To get an updated version of the application I can simply pull the application
$docker pull rjminsha/simpletopologyservice
and then run it. The pull will only pull down the layers in the application that have changed. Also really nice.

Getting a basic node application running in a docker container 
The following article and example by Daniel Gasienica was pretty straight forward to follow and got me going within a few minutes.  Now I have a basic template to follow for taking my Node Application and running it within a Docker Container.  

Options
My container needs some flexibility.  It needs to be able to run both node and mongodb in the same container, mongodb in a seperate container or to simply connect to an existing mongodb in some SaaS environment. 

A common approach to running multiple processes in a container is to use supervisord . Supervisord provide a way to manage multiple processes (including restarting etc). This approach is very popular as it also allows a way to run an ssh daemon on the container so that you can login via SSH to the running container.

A second approach to running multiple processes outlined in Alexander Beletsky's Blog . Basically have a startup script that starts mongo in the background if needed, then starts node:

/usr/bin/mongod --dbpath /data/db &
node /app/app.js
The Dockerfile then simply runs this script.
========================================
(WRITTEN TASK A)
Filter the listing down to the lines that contain the string "heart".
(WRITTEN TASK B)
Go on with the text on running Node applications in Docker, beginning after its final sentence.
The listing is unrelated to the text on running Node applications in Docker.
========================================
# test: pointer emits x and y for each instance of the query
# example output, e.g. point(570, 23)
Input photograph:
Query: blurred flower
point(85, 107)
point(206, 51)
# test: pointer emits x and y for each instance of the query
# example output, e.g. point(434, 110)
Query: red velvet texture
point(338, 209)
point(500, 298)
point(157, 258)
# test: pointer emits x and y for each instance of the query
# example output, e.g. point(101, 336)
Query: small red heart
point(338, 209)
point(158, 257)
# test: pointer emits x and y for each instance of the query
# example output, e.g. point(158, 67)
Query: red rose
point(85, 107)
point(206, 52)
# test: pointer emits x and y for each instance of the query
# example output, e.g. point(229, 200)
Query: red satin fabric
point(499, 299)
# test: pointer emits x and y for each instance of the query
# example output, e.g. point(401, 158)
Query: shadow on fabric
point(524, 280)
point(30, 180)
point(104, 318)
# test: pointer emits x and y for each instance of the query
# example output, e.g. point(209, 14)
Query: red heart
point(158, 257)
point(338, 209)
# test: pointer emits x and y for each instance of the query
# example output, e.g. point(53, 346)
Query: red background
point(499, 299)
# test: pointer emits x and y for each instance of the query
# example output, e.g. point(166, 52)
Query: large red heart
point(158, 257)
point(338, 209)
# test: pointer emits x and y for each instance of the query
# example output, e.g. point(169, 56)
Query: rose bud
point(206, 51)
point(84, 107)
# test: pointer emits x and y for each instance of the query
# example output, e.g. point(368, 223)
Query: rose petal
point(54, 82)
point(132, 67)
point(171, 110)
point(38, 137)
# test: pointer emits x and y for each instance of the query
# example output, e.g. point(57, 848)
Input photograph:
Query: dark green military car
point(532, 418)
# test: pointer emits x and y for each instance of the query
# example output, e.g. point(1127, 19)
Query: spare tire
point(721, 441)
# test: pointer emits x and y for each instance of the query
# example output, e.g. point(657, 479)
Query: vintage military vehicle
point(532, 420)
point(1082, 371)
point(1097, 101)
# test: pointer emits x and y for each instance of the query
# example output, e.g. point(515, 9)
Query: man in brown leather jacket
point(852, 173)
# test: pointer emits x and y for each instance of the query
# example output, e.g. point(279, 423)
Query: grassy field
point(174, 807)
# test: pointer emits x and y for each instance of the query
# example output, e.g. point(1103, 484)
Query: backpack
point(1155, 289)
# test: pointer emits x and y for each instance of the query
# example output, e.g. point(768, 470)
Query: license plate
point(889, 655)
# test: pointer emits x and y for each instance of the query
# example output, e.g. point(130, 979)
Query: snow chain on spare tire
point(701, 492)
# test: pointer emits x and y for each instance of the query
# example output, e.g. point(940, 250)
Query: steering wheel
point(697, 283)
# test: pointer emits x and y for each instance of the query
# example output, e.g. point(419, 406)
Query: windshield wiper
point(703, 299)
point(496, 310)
========================================
(TASK RESPONSE A)
Query: small red heart
Query: red heart
Query: large red heart

(TASK RESPONSE B)
CMD ["/app/start.sh”]
I tried both; both worked easily. Currently I am going with the second approach because it makes viewing the logs on my process simple and someone yelled at me that I should not treat containers like a virtual machine. There appears to be some differing opinions on one process per container vas light weight vm.
$docker logs simpletopologyservice
WEB_PORT:3001
DB_HOSTNAME:localhost
DB_PORT:27017
Starting Mongo DB
Starting node application
While I could/should have re-used some existing docker images my Dockerfile looks like the this: Not very polished but good enough right now to continue experimenting.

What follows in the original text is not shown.